= Work required =
Gather every line of the records below that contains the word "laser", and copy each one in full. The match is case-sensitive.

= Records supplied =
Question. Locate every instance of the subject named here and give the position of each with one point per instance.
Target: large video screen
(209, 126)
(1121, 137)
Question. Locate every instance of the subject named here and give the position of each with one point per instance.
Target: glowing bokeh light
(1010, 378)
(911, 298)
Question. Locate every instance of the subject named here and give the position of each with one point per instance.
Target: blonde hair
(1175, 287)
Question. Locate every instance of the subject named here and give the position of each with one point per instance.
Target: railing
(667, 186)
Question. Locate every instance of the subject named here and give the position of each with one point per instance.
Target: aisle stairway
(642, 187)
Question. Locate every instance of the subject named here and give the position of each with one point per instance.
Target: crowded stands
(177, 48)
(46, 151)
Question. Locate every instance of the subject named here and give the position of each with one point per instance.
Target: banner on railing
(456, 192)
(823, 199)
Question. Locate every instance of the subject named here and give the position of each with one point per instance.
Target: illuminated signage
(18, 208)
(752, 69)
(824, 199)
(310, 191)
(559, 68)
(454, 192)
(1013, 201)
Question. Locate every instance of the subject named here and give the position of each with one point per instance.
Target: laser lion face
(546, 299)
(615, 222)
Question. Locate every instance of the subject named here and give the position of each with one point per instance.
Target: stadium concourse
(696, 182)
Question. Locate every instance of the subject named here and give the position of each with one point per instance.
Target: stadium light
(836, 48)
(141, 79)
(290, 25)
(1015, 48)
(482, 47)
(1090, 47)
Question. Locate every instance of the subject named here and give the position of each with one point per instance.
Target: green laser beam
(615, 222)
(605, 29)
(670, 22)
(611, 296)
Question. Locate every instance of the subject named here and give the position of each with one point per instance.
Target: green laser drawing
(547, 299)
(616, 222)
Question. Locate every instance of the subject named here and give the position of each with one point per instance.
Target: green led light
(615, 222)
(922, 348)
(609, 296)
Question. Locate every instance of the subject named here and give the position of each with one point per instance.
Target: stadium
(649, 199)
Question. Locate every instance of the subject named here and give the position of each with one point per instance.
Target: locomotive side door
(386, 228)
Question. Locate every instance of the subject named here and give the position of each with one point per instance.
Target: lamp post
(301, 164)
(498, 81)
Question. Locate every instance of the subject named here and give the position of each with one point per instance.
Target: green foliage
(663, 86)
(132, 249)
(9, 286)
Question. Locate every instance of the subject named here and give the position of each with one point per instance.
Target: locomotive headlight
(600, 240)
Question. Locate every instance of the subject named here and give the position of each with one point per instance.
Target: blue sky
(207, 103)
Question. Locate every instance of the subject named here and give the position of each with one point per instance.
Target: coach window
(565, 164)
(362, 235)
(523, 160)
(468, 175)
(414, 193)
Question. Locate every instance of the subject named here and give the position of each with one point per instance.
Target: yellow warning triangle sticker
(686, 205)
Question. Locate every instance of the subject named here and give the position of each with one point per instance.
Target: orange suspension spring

= Result of the exercise =
Target: laser lion face
Target: green laser beam
Target: green laser drawing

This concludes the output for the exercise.